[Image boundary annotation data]
╔══

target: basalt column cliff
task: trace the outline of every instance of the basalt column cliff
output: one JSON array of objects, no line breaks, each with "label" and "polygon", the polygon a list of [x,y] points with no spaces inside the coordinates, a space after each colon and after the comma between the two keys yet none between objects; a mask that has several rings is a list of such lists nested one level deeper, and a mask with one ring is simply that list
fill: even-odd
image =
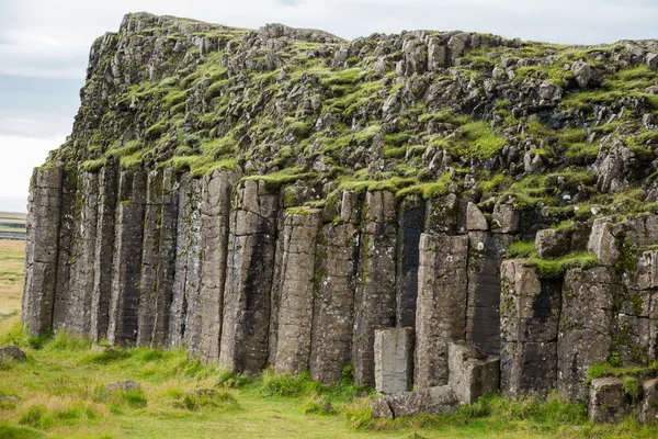
[{"label": "basalt column cliff", "polygon": [[480,361],[586,401],[591,367],[658,358],[657,71],[651,41],[128,14],[34,172],[23,323],[383,393],[401,368],[430,399]]}]

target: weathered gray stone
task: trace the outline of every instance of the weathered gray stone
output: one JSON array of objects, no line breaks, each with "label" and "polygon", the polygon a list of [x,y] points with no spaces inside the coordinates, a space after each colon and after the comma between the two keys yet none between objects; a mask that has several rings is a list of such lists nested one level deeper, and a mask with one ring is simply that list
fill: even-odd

╚══

TASK INSTRUCTIONS
Output the data from its first line through the line containing "task: trace the outline of every instance of the basalt", inclusive, as a Markdown table with a column No. for the row number and a column Line for the line itself, omitting blank lines.

WRITTEN RESPONSE
| No. | Line |
|---|---|
| 1 | target: basalt column cliff |
| 2 | task: trace the outline of every instance of the basalt column cliff |